United Kingdom of Great Britain and Northern Ireland (the)
Fran Hughes | Film and Literature Contact Fran
Film and TV studies, English Literature, Warwick Widening Participation, Disablity/Accessibility…
Find out more about me Contact Fran

I thought it would be useful to give an overview of how I found each of my first-year modules for any future Film and Literature students.

Disclaimer: Although these were my first-year modules, all modules are subject to change. Therefore if you become a Warwick student your modules might be different.

Essays and Exams: If you are studying a module that is assessed through essays and exams you can’t write about the same topic or text in both. You must explore a new topic or text in each piece of assessed work.

Modules taught in Term One and Term Two

Modes of Reading

This English module was very varied and taught across terms one and two. We learnt about many types of sociopolitical theory and applied them to the texts we were studying. We looked at a play, novel, graphic novel and film through the lens of the different theories we studied. We did not have exams and were assessed through two different essays.

Adaptation

Adaptation was probably my favourite module I took in my first year. It was taught across terms one and two. I enjoyed learning about adaptation theory and applying it to our key texts such as Wuthering Heights. It was a good way to expand my understanding of both sides of my degree. We submitted two essays. In the second term, we studied adaptations in a different way, with less theory and more analysis. Our final assessment was rewriting an extract of an adaptation we had looked at. I choose to rewrite The Minority Report from the point of view of the precogs.

Modules taught in Term One

Film and Television Analysis

We studied this module in the first terms, split into two parts it helped improve our knowledge of filmmaking techniques and learn how to do a detailed analysis. The film section introduced key concepts, whereas in television analysis although we studied key concepts, we also looked at specific theorists important to the field. I submitted a film essay in term one and later had a television exam.

········

Requirement A → Rewrite the stretch of the module overview from "Disclaimer: Although these" through "of assessed work.", changing each "topic or text" to "subject or work".

(Excerpts from a dataset on object pointing)
········

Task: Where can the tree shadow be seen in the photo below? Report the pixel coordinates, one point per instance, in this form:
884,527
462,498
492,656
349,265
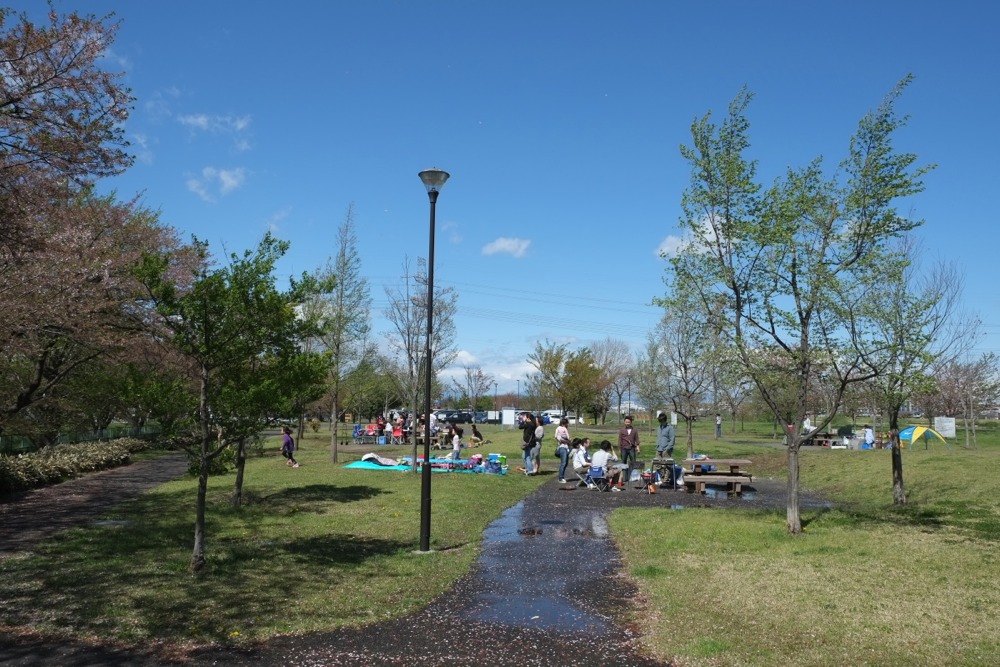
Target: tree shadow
329,550
323,492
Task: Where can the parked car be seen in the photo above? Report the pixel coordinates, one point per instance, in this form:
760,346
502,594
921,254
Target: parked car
454,416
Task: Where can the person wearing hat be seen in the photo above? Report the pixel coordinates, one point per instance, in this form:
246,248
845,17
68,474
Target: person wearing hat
664,437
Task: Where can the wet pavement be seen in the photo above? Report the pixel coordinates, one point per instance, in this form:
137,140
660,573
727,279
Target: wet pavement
546,590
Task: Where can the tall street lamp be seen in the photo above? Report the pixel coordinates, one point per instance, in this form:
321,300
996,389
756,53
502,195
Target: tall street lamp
433,179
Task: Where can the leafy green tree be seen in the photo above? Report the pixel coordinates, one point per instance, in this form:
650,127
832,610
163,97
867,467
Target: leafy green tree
684,339
915,326
584,382
344,318
779,270
224,323
407,313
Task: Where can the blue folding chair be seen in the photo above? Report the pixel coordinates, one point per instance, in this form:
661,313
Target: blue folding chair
598,477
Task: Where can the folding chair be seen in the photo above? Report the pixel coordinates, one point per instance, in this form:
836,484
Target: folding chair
599,479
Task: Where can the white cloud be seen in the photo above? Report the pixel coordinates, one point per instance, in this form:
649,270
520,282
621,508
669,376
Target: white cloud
236,126
465,358
197,121
231,179
272,223
200,121
511,246
212,180
669,246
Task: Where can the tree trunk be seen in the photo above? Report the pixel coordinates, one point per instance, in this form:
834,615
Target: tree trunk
335,426
241,463
792,510
898,491
690,429
198,554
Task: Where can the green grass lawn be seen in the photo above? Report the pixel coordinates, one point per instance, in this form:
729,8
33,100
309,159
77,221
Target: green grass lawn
319,546
312,548
866,584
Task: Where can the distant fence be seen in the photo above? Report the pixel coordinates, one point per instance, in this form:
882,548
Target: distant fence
17,444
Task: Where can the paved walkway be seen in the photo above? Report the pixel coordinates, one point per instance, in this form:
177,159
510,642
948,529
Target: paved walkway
546,590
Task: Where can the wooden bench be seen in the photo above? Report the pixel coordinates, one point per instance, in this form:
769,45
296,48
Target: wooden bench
696,483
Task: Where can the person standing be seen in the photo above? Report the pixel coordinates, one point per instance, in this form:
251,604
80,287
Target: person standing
664,437
536,452
528,444
581,460
288,447
456,442
563,442
628,442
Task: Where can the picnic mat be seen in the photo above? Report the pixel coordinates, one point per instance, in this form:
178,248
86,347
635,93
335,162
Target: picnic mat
367,465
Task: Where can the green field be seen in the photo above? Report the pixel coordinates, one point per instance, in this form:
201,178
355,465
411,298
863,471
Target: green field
867,583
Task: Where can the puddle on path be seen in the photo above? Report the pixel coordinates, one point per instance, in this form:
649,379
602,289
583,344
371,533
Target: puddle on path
528,572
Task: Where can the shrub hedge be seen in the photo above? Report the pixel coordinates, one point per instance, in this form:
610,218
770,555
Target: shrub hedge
57,464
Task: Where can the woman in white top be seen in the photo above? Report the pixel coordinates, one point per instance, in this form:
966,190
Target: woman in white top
563,442
581,458
456,442
536,451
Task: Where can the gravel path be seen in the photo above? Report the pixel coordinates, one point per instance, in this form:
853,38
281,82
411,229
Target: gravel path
546,590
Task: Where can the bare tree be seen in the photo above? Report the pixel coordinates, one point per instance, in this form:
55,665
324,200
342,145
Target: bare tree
778,271
407,312
344,317
473,385
684,341
614,359
916,325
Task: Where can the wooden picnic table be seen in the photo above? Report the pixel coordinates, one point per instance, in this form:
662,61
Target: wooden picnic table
823,439
703,466
713,471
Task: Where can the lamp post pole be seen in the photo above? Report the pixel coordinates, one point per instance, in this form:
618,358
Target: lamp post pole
433,180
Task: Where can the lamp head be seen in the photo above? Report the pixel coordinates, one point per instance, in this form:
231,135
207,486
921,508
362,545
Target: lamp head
433,179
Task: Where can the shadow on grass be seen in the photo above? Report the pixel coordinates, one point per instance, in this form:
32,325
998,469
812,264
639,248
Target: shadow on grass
329,550
68,585
324,493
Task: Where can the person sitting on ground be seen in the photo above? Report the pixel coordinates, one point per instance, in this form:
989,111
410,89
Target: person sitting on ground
581,458
602,459
476,438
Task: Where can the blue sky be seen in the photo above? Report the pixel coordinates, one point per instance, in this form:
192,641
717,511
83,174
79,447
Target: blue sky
559,122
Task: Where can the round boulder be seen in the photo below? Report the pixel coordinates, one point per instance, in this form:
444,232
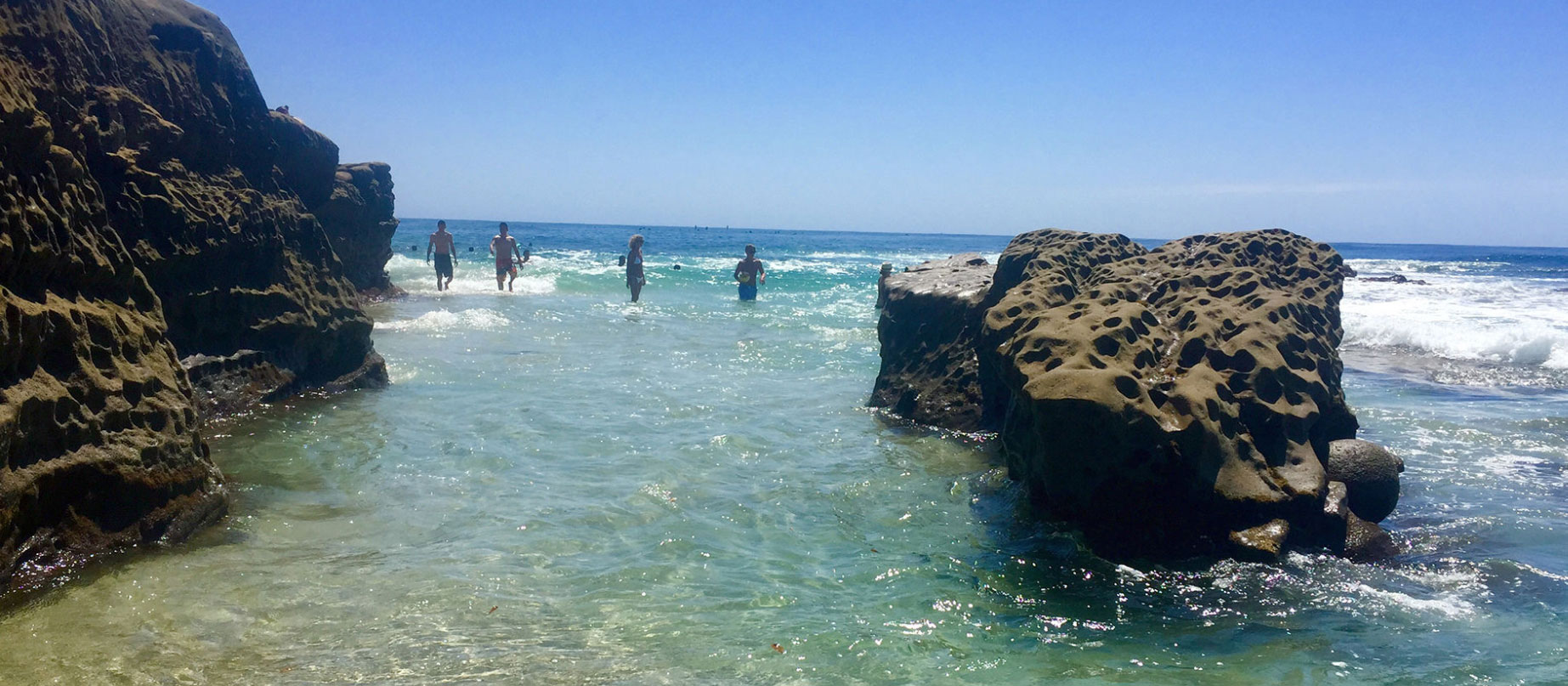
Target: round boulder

········

Requirement B → Present the stretch of the entries from the line containing "Task: Where can the wooden picnic" through the end of the entries as a Markdown table with the columns Row and Line, numbering each line, skipping blank lines, and leaving out the pictures.

Task answer A →
Disclaimer: Although these were my first-year modules, all modules are subject to change. Therefore if you become a Warwick student your modules might be different.

Essays and Exams: If you are studying a module that is assessed through essays and exams you can’t write about the same subject or work in both. You must explore a new subject or work in each piece of assessed work.

Task answer B →
| Row | Line |
|---|---|
| 1 | Task: Where can the wooden picnic table be seen in the photo above? Report the pixel coordinates, one point per instance, in this form: |
| 2 | 662,61 |
| 3 | Target: wooden picnic table |
| 4 | 823,439 |
| 5 | 703,466 |
| 6 | 713,471 |
| 7 | Task: Where can the lamp post pole be seen in the photo above? Report the pixel coordinates, one point per instance, in this form: |
| 8 | 618,358 |
| 9 | Target: lamp post pole |
| 10 | 433,180 |
| 11 | Task: Where can the lamp head be seen in the photo above? Report the pixel coordinates, one point per instance, in this form: |
| 12 | 231,135 |
| 13 | 207,486 |
| 14 | 921,508 |
| 15 | 362,545 |
| 16 | Target: lamp head |
| 17 | 433,179 |
| 18 | Task: Where can the shadow on grass be seen in the photo above? Report the pixel coordinates, one point per instance, in this form: |
| 19 | 32,325 |
| 20 | 998,469 |
| 21 | 812,264 |
| 22 | 639,248 |
| 23 | Target: shadow on grass |
| 24 | 329,550 |
| 25 | 68,585 |
| 26 | 324,493 |
| 27 | Task: Where can the person sitting on ground be seen in the photo above? Report the pixel coordinates, one point per instance, in this form: |
| 28 | 989,111 |
| 29 | 410,89 |
| 30 | Target: person sitting on ground |
| 31 | 581,458 |
| 32 | 602,459 |
| 33 | 476,438 |
| 34 | Task: Where can the blue sky be seen in the photo above? Report the pixel coordinates, one point per instance, in this form: |
| 35 | 192,641 |
| 36 | 717,511 |
| 37 | 83,174 |
| 38 | 79,447 |
| 39 | Target: blue sky |
| 40 | 559,122 |
| 41 | Task: Where can the round boulder be seen in the photo below? Report the pixel coordinates, one point per instance, in this form: |
| 42 | 444,232 |
| 43 | Target: round boulder |